Print the data that follows without changing a single word.

Segmentation mask data
####################

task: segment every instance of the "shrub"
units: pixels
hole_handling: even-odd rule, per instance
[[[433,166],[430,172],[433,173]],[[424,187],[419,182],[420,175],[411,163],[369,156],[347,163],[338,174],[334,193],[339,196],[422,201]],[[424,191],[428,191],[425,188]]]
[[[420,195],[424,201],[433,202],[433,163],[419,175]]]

####################

» **RESULT OF THE EXERCISE**
task: segment every instance of the "shrub"
units: pixels
hole_handling: even-odd rule, per instance
[[[433,166],[430,172],[433,173]],[[424,187],[419,182],[420,175],[411,163],[369,156],[347,163],[338,174],[334,193],[339,196],[422,201]],[[424,191],[428,191],[425,188]]]
[[[420,195],[424,201],[433,202],[433,163],[419,175]]]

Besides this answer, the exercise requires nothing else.